本文:

オーストリアのウィーンに立つベートーベンの像。楽聖の生涯を通して、池田先生は述べている。「万策尽きたと言う前に、本当に万策を試してみたのか。千策も、いや百策だって本気でやってみたのか。行け。自分を信じよ」
オーストリアのウィーンに立つベートーベンの像。楽聖の生涯を通して、池田先生は述べている。「万策尽きたと言う前に、本当に万策を試してみたのか。千策も、いや百策だって本気でやってみたのか。行け。自分を信じよ」

 1949年1月3日、池田先生は戸田城聖先生が経営する出版社に初めて出社した。少年雑誌の編集に携わり、この年の5月には編集長となった。
 だが、不況に加えて、戦前からの大手出版社が雑誌の復刊などに乗り出した。出版物は過剰生産に陥り、同年12月、少年雑誌は休刊を余儀なくされる。
 戸田先生は新たな事業を開始したものの、暗礁に乗り上げた。翌50年8月には、業務停止が決定した。
 この窮地の時、池田先生が手回しの蓄音機で繰り返し聴いたレコードが、ベートーベンの「運命」だった。
 「ベートーベンの『運命』が、狭い一室に轟然と響きわたった時、その力強く厚い音の真っ只中に陶然として聴き入った感動は、今も鮮やかである」
 肺病による発熱。給料は遅配が続いた。絶体絶命の中で、レコードがすりきれるほど聴いた「運命」は、若き先生の魂を鼓舞したのである。

抽出情報:
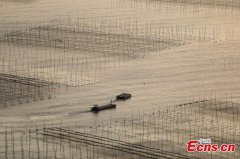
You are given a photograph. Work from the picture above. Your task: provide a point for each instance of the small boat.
(123, 96)
(97, 108)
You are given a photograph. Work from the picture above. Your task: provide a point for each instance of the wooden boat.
(97, 108)
(123, 96)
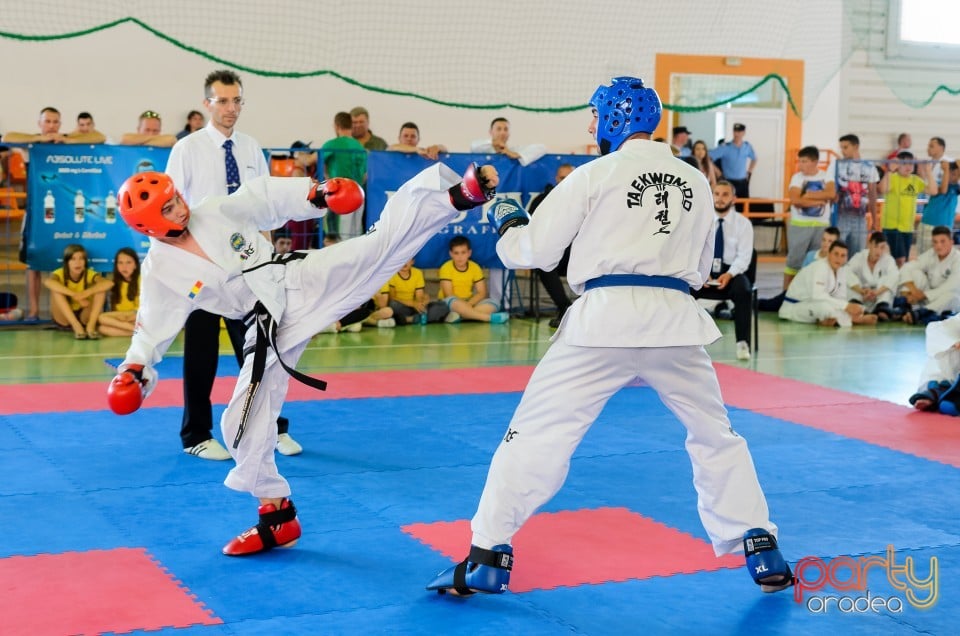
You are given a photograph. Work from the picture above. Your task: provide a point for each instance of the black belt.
(267, 337)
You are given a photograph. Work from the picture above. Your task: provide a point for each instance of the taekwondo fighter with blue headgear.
(640, 226)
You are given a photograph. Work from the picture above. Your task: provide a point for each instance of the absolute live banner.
(72, 199)
(387, 171)
(72, 194)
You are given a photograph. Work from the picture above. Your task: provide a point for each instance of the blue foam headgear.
(623, 109)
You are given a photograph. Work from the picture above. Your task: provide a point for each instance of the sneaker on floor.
(208, 449)
(743, 350)
(286, 445)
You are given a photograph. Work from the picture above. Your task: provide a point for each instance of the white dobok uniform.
(818, 293)
(938, 279)
(884, 273)
(638, 210)
(943, 359)
(303, 296)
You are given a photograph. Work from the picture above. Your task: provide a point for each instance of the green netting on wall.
(531, 56)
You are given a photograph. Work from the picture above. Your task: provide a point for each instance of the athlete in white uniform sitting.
(820, 293)
(640, 228)
(218, 260)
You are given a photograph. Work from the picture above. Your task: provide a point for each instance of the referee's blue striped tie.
(233, 173)
(718, 241)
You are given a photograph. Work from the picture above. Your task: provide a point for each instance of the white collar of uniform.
(217, 136)
(647, 146)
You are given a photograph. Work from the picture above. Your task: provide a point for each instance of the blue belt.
(637, 280)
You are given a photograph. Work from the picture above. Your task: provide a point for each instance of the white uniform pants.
(811, 311)
(322, 288)
(566, 393)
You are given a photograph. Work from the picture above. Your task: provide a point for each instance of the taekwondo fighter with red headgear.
(218, 260)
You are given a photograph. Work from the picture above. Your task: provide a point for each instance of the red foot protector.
(118, 591)
(577, 547)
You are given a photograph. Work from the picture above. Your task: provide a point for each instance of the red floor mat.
(561, 549)
(99, 591)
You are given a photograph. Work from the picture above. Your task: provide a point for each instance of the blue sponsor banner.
(387, 171)
(72, 194)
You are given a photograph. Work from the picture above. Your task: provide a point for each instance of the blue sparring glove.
(766, 565)
(507, 213)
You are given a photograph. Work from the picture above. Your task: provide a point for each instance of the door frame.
(791, 71)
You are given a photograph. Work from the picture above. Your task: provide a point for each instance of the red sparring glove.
(339, 195)
(126, 391)
(473, 190)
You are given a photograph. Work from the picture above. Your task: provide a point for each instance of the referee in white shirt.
(214, 161)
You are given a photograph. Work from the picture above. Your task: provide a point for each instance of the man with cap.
(739, 160)
(640, 228)
(681, 140)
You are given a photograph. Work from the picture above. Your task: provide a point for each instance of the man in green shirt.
(344, 156)
(360, 120)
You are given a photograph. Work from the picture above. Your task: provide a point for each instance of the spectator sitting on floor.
(77, 294)
(124, 295)
(930, 285)
(939, 388)
(464, 288)
(9, 312)
(873, 277)
(818, 294)
(830, 235)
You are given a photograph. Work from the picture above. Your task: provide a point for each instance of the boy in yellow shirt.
(464, 288)
(901, 188)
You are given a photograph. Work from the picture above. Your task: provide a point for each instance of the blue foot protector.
(765, 562)
(486, 571)
(950, 399)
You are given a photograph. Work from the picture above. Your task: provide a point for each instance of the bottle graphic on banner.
(49, 208)
(111, 208)
(79, 206)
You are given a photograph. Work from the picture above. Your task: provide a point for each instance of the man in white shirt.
(733, 251)
(497, 144)
(811, 194)
(931, 284)
(198, 165)
(874, 276)
(819, 294)
(639, 224)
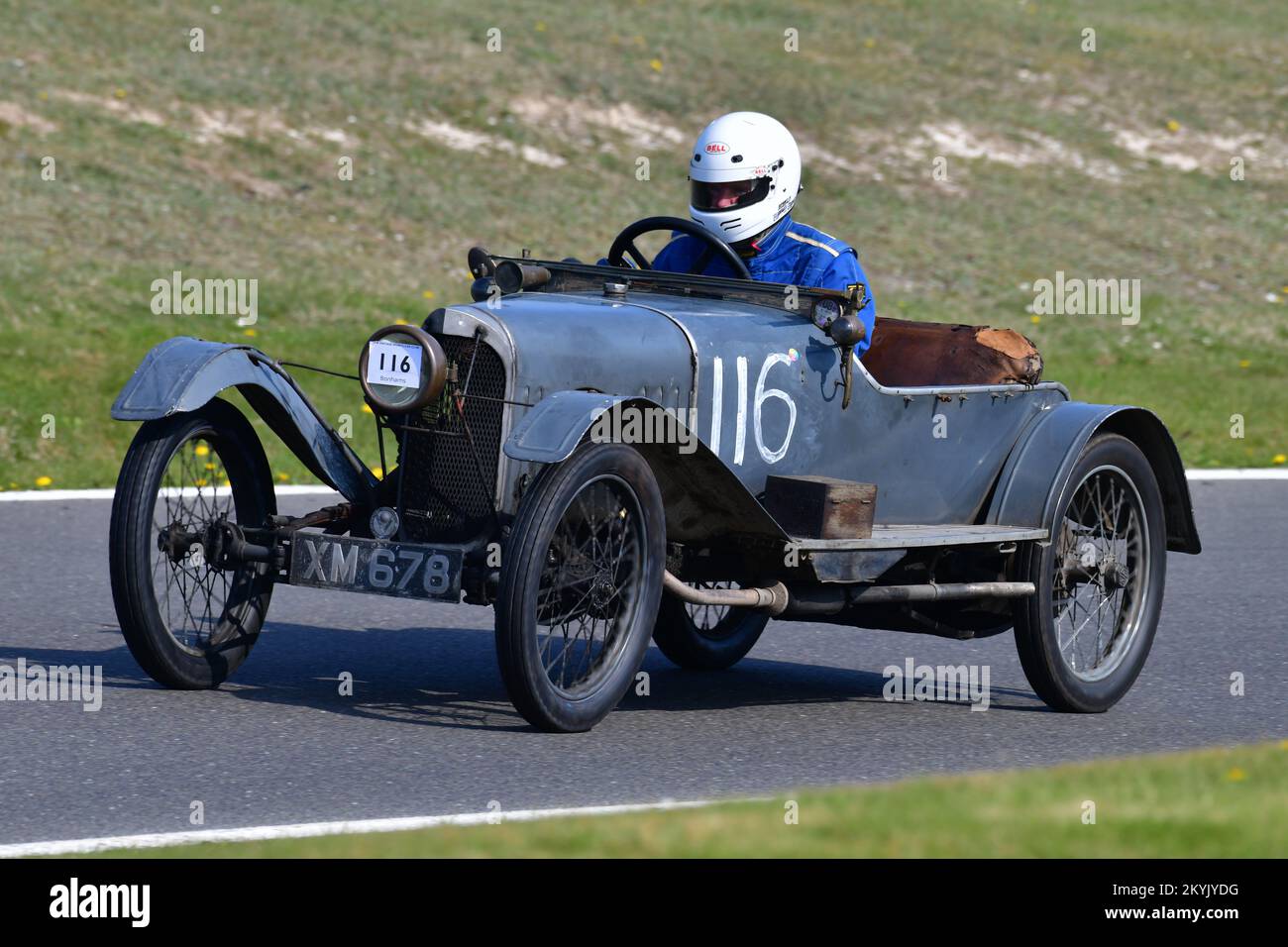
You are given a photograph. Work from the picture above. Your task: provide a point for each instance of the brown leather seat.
(939, 354)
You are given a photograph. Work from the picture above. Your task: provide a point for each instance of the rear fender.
(1034, 474)
(183, 373)
(703, 499)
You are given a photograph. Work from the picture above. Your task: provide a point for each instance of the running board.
(867, 560)
(918, 536)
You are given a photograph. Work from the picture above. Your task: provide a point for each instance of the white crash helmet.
(745, 174)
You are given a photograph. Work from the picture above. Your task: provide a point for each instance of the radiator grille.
(450, 463)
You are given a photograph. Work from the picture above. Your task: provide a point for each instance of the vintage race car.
(609, 455)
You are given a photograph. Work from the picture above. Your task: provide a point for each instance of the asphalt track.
(429, 731)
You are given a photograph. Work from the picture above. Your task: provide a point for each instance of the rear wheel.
(580, 586)
(706, 638)
(187, 622)
(1085, 635)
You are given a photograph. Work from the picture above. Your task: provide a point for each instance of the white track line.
(106, 492)
(1239, 474)
(1243, 474)
(308, 830)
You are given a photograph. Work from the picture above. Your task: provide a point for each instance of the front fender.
(1034, 474)
(704, 500)
(183, 373)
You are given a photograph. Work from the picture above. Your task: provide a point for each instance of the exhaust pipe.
(772, 599)
(833, 599)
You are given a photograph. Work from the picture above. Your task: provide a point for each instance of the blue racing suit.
(791, 254)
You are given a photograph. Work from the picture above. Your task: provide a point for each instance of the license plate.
(404, 570)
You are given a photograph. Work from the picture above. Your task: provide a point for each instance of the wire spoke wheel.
(1102, 564)
(590, 583)
(192, 595)
(187, 621)
(581, 578)
(1083, 637)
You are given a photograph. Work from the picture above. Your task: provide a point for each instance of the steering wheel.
(625, 244)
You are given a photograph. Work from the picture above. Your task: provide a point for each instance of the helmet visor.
(728, 195)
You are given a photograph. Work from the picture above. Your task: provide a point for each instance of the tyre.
(187, 622)
(706, 638)
(581, 579)
(1085, 635)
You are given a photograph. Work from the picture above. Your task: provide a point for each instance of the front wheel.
(188, 622)
(1083, 637)
(581, 579)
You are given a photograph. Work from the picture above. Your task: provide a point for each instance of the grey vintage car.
(609, 455)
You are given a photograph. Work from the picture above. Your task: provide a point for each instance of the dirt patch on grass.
(248, 183)
(467, 140)
(116, 106)
(16, 116)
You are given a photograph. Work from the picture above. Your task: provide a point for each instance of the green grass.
(1224, 802)
(134, 200)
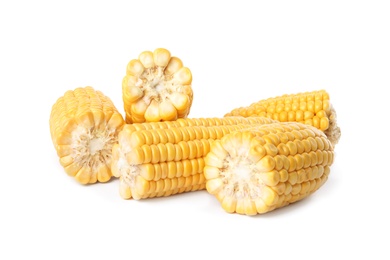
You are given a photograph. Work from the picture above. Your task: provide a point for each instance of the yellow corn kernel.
(312, 108)
(84, 126)
(246, 186)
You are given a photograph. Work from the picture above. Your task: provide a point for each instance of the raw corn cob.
(157, 87)
(311, 108)
(165, 158)
(84, 125)
(260, 169)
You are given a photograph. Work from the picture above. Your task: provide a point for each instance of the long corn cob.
(267, 167)
(157, 87)
(164, 158)
(84, 125)
(311, 108)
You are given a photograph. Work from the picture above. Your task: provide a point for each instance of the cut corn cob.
(157, 87)
(260, 169)
(311, 108)
(165, 158)
(84, 125)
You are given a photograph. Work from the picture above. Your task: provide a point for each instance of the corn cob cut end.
(255, 171)
(164, 158)
(157, 87)
(84, 125)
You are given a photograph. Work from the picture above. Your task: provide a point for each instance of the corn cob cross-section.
(311, 108)
(260, 169)
(84, 125)
(164, 158)
(157, 87)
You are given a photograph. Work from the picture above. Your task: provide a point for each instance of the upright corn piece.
(84, 125)
(257, 170)
(311, 108)
(165, 158)
(157, 87)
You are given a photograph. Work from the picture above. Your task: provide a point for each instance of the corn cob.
(311, 108)
(260, 169)
(84, 125)
(165, 158)
(157, 87)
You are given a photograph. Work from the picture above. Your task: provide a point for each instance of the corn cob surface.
(311, 108)
(84, 125)
(157, 87)
(257, 170)
(165, 158)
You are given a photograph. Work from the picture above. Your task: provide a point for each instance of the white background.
(239, 52)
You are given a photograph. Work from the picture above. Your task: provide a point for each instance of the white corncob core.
(256, 170)
(84, 126)
(157, 87)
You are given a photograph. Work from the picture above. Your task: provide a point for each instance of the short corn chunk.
(84, 125)
(311, 108)
(157, 87)
(257, 170)
(165, 158)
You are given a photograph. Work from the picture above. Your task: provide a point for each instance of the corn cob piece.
(311, 108)
(157, 87)
(84, 125)
(165, 158)
(257, 170)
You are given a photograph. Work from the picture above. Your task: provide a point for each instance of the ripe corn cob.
(84, 125)
(164, 158)
(260, 169)
(311, 108)
(157, 87)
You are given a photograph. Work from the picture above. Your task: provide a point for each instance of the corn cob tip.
(311, 108)
(254, 171)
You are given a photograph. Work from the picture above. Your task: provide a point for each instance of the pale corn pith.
(84, 125)
(311, 108)
(157, 87)
(165, 158)
(257, 170)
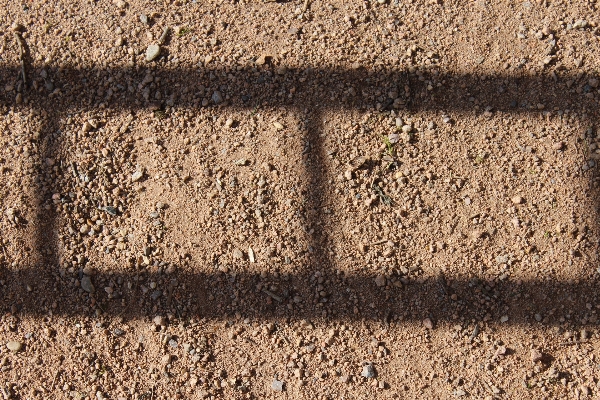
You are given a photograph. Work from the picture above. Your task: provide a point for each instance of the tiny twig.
(21, 57)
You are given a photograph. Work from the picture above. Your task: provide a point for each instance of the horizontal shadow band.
(68, 89)
(331, 295)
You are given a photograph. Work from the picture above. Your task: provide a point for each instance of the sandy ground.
(302, 199)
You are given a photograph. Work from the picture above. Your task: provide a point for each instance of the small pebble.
(517, 199)
(536, 355)
(277, 385)
(427, 323)
(14, 346)
(152, 52)
(368, 371)
(217, 98)
(86, 284)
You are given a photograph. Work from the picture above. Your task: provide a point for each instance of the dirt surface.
(303, 199)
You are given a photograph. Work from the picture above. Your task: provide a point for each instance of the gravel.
(14, 346)
(312, 215)
(152, 52)
(368, 371)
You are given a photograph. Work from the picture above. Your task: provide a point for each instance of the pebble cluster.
(347, 199)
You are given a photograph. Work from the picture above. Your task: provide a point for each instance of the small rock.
(238, 254)
(118, 332)
(536, 355)
(427, 323)
(14, 346)
(137, 175)
(86, 284)
(277, 385)
(110, 210)
(393, 138)
(368, 371)
(152, 52)
(517, 199)
(263, 59)
(16, 27)
(155, 295)
(500, 351)
(217, 97)
(558, 145)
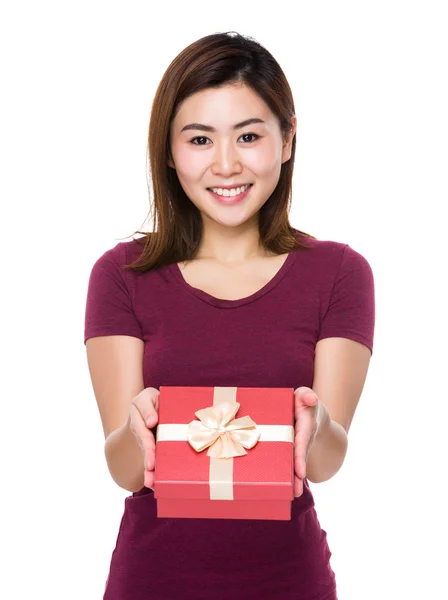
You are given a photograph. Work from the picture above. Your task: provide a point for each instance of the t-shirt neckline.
(224, 303)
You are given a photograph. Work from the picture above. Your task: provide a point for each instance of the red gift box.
(225, 453)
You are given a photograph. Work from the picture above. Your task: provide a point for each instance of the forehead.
(222, 107)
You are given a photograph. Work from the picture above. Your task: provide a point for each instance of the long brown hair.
(211, 62)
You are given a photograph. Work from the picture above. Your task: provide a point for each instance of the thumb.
(309, 397)
(152, 419)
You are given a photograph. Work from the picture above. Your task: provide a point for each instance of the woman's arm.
(340, 371)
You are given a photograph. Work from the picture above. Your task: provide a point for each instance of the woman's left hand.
(307, 410)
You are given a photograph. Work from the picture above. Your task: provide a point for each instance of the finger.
(149, 479)
(303, 398)
(298, 487)
(147, 402)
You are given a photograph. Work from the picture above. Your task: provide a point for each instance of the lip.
(229, 187)
(230, 199)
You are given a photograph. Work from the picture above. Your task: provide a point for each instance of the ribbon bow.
(219, 431)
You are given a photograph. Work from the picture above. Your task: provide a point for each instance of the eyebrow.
(213, 130)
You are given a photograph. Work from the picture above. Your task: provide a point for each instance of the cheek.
(188, 164)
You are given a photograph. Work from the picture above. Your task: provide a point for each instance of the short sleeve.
(109, 307)
(351, 310)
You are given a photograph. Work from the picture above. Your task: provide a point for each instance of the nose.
(226, 160)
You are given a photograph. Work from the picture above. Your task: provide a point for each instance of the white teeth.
(232, 192)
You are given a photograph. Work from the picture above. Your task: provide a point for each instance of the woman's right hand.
(143, 415)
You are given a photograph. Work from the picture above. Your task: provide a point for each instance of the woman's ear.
(287, 144)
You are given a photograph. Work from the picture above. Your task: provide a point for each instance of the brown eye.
(245, 135)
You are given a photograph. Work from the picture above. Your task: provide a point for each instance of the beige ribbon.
(225, 436)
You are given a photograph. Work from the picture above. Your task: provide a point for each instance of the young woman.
(225, 292)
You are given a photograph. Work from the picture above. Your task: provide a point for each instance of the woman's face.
(208, 151)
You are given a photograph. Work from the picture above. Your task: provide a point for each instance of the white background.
(370, 87)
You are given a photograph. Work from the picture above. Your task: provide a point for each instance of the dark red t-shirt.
(264, 340)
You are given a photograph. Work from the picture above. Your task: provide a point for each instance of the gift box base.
(224, 509)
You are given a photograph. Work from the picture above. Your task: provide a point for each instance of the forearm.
(328, 450)
(125, 459)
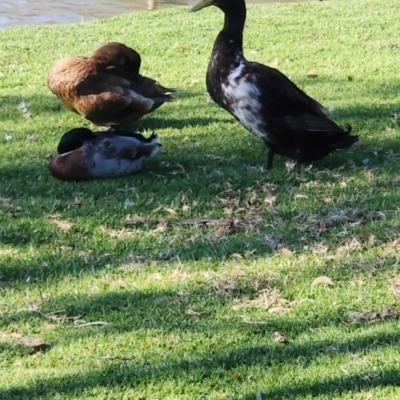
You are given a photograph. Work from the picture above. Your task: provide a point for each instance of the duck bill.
(200, 5)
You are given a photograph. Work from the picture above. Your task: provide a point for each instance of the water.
(23, 12)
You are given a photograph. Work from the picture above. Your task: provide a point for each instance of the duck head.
(74, 139)
(118, 55)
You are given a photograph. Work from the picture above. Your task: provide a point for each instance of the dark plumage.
(264, 100)
(85, 155)
(107, 88)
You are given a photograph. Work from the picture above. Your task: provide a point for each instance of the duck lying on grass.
(85, 155)
(265, 101)
(107, 88)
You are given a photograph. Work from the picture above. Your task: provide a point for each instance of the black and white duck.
(265, 101)
(85, 155)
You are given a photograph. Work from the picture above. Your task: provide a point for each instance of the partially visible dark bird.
(264, 100)
(107, 88)
(85, 155)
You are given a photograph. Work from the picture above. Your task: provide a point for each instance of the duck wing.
(286, 109)
(117, 147)
(105, 98)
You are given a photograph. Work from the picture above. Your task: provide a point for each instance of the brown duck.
(107, 88)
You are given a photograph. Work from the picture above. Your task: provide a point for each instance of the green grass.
(188, 307)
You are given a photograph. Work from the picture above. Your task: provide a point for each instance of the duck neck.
(235, 19)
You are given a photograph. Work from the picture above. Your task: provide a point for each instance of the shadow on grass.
(133, 372)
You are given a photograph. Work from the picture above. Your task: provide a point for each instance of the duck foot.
(269, 160)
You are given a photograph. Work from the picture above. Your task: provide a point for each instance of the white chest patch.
(242, 97)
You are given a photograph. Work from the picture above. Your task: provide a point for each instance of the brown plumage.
(107, 88)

課題:
1. 本文のうち、「1949年1月3日、池田先生」を含む語句で始まり「ートーベンの「運命」だった。」で終わる部分を、一字も変えずに書き写すこと。
2. 池田先生と「運命」をめぐる本文について、最後の一文の後に続く文章を書くこと。
資料は本文とは切り離された別物である。

解答:
1.
1949年1月3日、池田先生は戸田城聖先生が経営する出版社に初めて出社した。少年雑誌の編集に携わり、この年の5月には編集長となった。
 だが、不況に加えて、戦前からの大手出版社が雑誌の復刊などに乗り出した。出版物は過剰生産に陥り、同年12月、少年雑誌は休刊を余儀なくされる。
 戸田先生は新たな事業を開始したものの、暗礁に乗り上げた。翌50年8月には、業務停止が決定した。
 この窮地の時、池田先生が手回しの蓄音機で繰り返し聴いたレコードが、ベートーベンの「運命」だった。

2.
  
 53年1月2日、先生は25歳の誕生日を迎えたその日、男子部の第1部隊長に就任した。
 年末までに部隊1000人の達成へ向けて驀進していたある日、第1部隊の会合終了後、一人の青年が池田先生のもとへ来た。“男子部の役職をやめたい”という相談だった。
 青年は弱気になっていた。先生は、「逃げるんですか!」と一喝し、「一つ一つあきらめずに、力の限り挑戦していけば、すべてに勝利することができるものだ。私が応援するよ」と。
 それでも、青年は自信が持てず、意を決して、池田先生のアパートへ向かった。先生はその青年と銭湯に行った後、アパートでレコードを2曲かけた。スッペの「軽騎兵」序曲と、ベートーベンの「運命」である。レコードを聴くと、青年に語った。
 「悔しくとも、悲しくとも、また、どんなに大変でも、前へ、前へと進むんだ」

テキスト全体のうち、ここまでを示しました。